I : Secret Santa

09Dec13

I recently participated in the Advent Programming Contest 2013 organised by the IEEE Student Branch Klagenfurt (with support from Alpen-Adria-Universität Klagenfurt), wherein – as I’d recently received from Udacity a certificate for Introduction to Programming : Problem Solving with Java (CS046) – I challenged myself to program my solutions to the problems posed by the contest using only Java (I’d used C and C++ when I’d participated in the contest in 2012); I solved eighteen of the problems posed by the contest, achieving a rank of 10th (out of 155 participants).

As submissions of solutions to the contest are now closed, I’m posting here the solutions I submitted to the contest.

Problem (I; medium difficulty):

Secret Santa

Santa’s appearance should be a surprise for the kids, so Santa felt a need for encrypting his communication about the flight route with his reindeers. They agree to use the Caesar cipher, which is a type of substitution cipher in which each letter in the plaintext is replaced by a letter some fixed number of positions down the alphabet. The alphabet is thought to wrap around, so A follows after Z. The encryption key defines the shift that is used for the cipher. For example, with a shift of 5, A would be replaced by F, K would become P, Z would become E, etc. The method is named after Julius Caesar, who used it in his private correspondence. Santa and reindeers further agreed on the following rules:

  • Only alphabetical characters are to be encrypted, all other characters stay the same.

[Exercise goal]
In the contest post, write out the part from "I : Secret Santa" through "of 155 participants)." again, renaming "Java" as "Kotlin" everywhere in it. The lines after this play no role here.

[Excerpted records]
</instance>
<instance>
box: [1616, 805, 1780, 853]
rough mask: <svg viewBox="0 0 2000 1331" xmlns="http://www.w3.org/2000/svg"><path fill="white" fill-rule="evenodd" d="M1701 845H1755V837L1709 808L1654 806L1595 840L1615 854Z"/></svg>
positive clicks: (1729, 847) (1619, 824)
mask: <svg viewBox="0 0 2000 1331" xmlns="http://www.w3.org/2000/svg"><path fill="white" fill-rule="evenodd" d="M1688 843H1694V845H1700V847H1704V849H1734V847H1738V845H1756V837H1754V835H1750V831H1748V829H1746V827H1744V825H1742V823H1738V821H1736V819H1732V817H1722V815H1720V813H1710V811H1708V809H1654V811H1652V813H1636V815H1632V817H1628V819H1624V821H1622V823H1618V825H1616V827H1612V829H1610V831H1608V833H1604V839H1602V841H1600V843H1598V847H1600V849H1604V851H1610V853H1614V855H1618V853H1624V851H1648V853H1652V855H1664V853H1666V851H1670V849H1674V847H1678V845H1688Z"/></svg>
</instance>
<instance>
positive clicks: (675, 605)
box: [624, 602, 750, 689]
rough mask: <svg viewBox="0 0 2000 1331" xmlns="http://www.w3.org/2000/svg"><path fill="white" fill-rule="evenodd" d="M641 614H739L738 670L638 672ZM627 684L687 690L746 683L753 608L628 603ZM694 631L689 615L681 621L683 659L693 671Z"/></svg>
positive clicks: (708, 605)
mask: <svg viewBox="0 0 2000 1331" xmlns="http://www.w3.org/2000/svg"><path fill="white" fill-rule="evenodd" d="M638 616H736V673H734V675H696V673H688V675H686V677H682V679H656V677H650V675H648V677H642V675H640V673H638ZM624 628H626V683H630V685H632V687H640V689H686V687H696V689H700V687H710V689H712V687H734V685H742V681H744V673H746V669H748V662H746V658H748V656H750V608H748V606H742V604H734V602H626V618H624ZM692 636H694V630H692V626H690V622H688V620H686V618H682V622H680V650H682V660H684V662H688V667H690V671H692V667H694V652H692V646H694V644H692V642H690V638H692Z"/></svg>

[Response to this task]
I : Secret Santa

09Dec13

I recently participated in the Advent Programming Contest 2013 organised by the IEEE Student Branch Klagenfurt (with support from Alpen-Adria-Universität Klagenfurt), wherein – as I’d recently received from Udacity a certificate for Introduction to Programming : Problem Solving with Kotlin (CS046) – I challenged myself to program my solutions to the problems posed by the contest using only Kotlin (I’d used C and C++ when I’d participated in the contest in 2012); I solved eighteen of the problems posed by the contest, achieving a rank of 10th (out of 155 participants).